→ Natural-language object grounding data
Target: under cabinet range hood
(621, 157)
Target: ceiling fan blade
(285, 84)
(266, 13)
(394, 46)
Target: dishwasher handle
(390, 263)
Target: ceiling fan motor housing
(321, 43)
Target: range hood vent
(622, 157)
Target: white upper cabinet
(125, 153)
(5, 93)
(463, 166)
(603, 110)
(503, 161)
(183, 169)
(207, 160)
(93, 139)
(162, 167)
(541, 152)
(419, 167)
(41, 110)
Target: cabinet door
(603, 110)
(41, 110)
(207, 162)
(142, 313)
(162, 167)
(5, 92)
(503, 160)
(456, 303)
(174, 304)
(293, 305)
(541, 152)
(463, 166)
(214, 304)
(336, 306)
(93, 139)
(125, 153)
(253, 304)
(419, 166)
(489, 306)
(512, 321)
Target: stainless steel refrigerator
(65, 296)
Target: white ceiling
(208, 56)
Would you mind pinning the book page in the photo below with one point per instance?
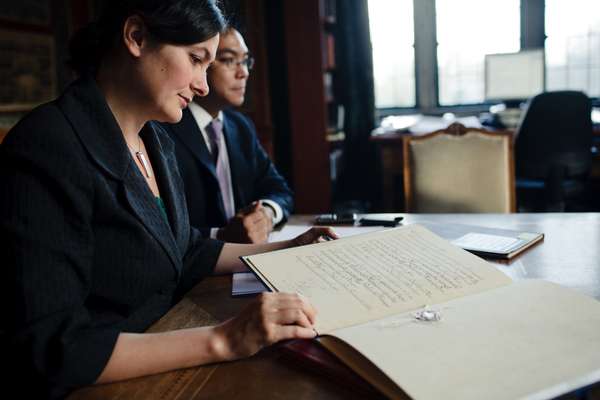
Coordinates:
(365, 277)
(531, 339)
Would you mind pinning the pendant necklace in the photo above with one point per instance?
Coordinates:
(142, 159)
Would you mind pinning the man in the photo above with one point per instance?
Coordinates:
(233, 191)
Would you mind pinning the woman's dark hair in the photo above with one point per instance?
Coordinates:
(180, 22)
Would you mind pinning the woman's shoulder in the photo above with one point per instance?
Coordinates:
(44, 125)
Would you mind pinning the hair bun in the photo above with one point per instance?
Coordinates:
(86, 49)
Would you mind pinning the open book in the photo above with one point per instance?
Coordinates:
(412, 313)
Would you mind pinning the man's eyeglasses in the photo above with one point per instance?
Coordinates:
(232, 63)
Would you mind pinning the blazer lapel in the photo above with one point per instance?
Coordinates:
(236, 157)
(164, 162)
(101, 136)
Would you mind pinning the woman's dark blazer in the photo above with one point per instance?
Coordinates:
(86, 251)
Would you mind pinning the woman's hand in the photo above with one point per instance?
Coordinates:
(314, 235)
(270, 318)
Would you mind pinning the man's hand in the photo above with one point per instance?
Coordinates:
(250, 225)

→ The problem
Could you output the lines above, exactly as written, from the one containing "Would you mind pinning the woman's dark blazer" through the last, with both ends included and no others?

→ Solution to the problem
Would you mind pinning the woman's dark blazer in the photo above with one point per instance?
Coordinates:
(86, 251)
Would you mind pinning the woman's hand in the photo above with one point per instance?
Coordinates:
(314, 235)
(270, 318)
Would you mind pinning the man's hand in the photo above with one point per instance?
Coordinates:
(250, 225)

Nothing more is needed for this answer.